**The problem**
Print the listing in its entirety and exactly, leaving out images.
▽
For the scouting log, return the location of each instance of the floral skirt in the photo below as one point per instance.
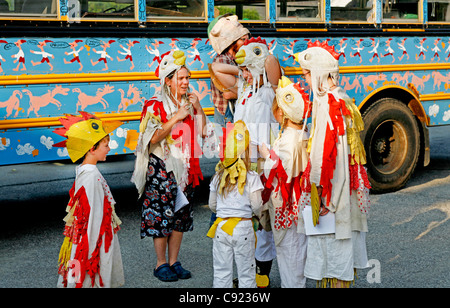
(158, 217)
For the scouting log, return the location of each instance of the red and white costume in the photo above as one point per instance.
(91, 245)
(336, 164)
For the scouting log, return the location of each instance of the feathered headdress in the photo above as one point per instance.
(293, 100)
(82, 133)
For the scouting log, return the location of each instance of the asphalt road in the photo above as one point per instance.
(408, 240)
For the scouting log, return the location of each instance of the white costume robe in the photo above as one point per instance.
(91, 221)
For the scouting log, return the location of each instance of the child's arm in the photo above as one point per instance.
(273, 70)
(256, 202)
(213, 201)
(226, 74)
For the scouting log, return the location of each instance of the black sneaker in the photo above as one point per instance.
(180, 271)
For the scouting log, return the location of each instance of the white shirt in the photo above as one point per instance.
(235, 204)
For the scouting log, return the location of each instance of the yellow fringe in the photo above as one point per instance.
(65, 252)
(332, 282)
(355, 125)
(315, 204)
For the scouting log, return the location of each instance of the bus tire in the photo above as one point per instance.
(391, 139)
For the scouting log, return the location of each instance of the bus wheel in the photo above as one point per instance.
(392, 143)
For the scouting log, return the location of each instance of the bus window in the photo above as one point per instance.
(294, 10)
(406, 10)
(44, 8)
(439, 10)
(352, 10)
(245, 10)
(106, 8)
(176, 8)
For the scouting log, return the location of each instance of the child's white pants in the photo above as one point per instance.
(241, 247)
(291, 257)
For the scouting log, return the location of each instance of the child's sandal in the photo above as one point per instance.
(164, 273)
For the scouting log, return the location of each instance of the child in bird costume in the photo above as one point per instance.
(283, 168)
(335, 188)
(90, 255)
(235, 194)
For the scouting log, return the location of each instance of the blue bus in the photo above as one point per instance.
(61, 56)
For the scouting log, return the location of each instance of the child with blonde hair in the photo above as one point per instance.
(90, 255)
(235, 195)
(283, 168)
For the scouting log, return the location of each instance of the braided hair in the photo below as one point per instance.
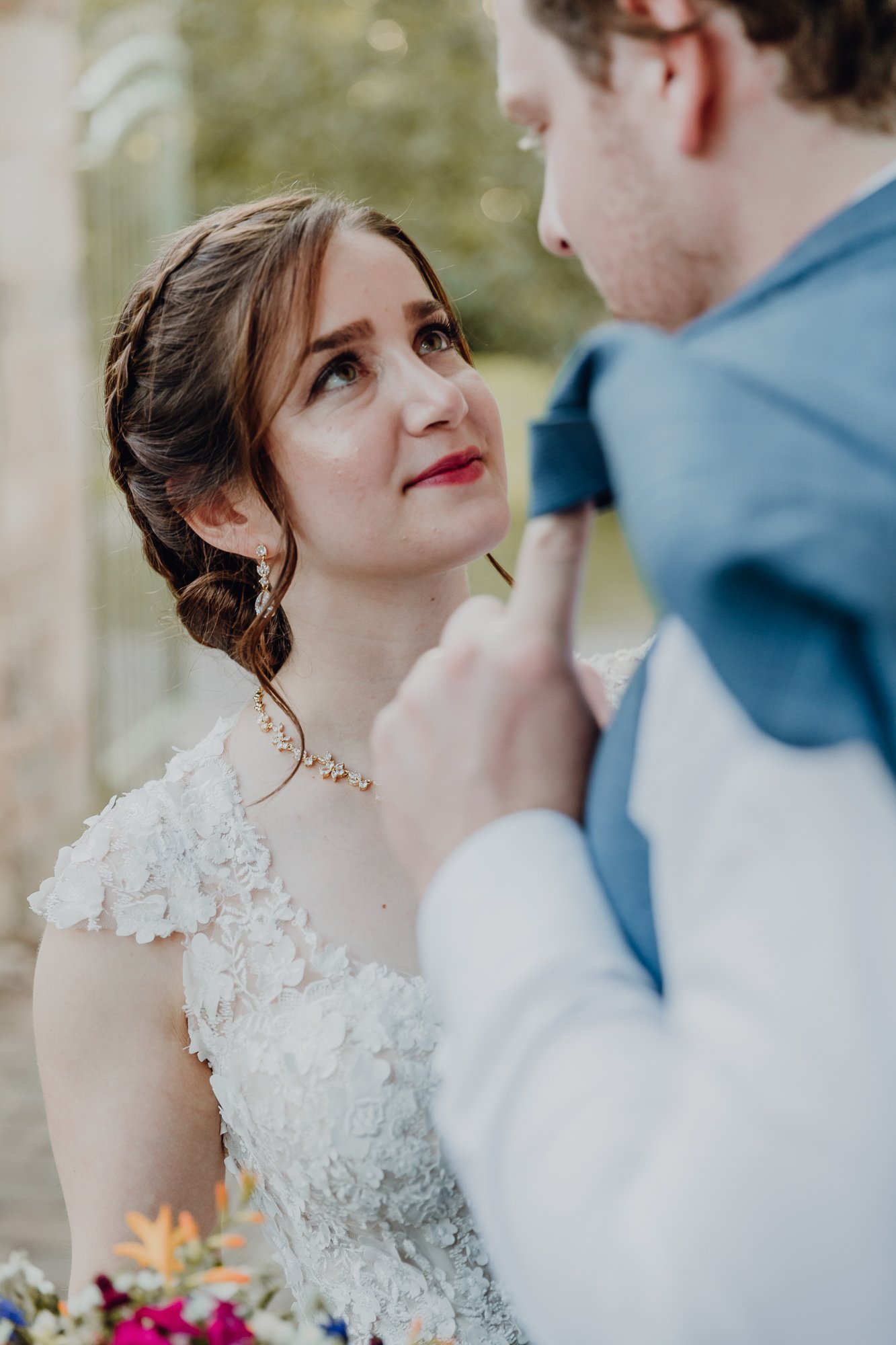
(192, 389)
△
**Answer to this task**
For the scouting log, return the location of each instance of the floral skirt in the photo below as one point per instance.
(158, 217)
For the scouting log, return the location of each instance of the red and white costume in the photo above as one point per instance.
(91, 245)
(336, 164)
For the scouting log, return the location of each instance of the feathered headdress in the photo above as one point per instance.
(293, 100)
(82, 133)
For the scouting log, return the location of each instance of the asphalt road in the photo above as one point per instance.
(408, 240)
For the scouting log, return the location of each instance of the white costume robe in the photo above as one point per instance.
(91, 221)
For the scouting log, return the location of each instance of the child's arm in the photo above as one point per instance.
(273, 70)
(256, 202)
(213, 201)
(226, 74)
For the scouting log, return the location of each instance of the black sneaker in the photo above as one point per instance.
(180, 271)
For the scouting log, return the location of each instance of the white shirt in the photo above as one point per instance.
(235, 204)
For the scouting log, return the location of each instance of the yellow fringe in the photo above as one point per instance.
(65, 252)
(332, 282)
(355, 125)
(315, 204)
For the scouting log, return the location of each instance of the bus tire in the photo above as one point per instance.
(391, 139)
For the scouting log, return the location of each instance of the bus wheel in the photo above as one point per instance.
(392, 143)
For the scouting log, return the location of each instance of the bus window in the photo above as one point per instance.
(294, 10)
(406, 10)
(44, 8)
(439, 10)
(352, 10)
(245, 10)
(106, 8)
(176, 8)
For the scouting log, return the location of each instance of the child's white pants in the photo above as one point per instance.
(241, 247)
(291, 257)
For the scouting log, return the location of each instance of the child's sandal in the photo above as one point per instance.
(164, 273)
For the scouting log, return the location of each instance of the child in bird costume in the photo above as one point per instance.
(283, 168)
(335, 188)
(90, 255)
(235, 194)
For the scouting log, return the location of each instance of the blue bus in the photo above as one point per instance.
(61, 56)
For the scouting log, return the location of each instance of the child with blonde hair in the photo above as one point per instance.
(90, 255)
(235, 195)
(283, 168)
For the scouting log, return the location of each instance of the braided hair in the photo below as one point per instance.
(192, 389)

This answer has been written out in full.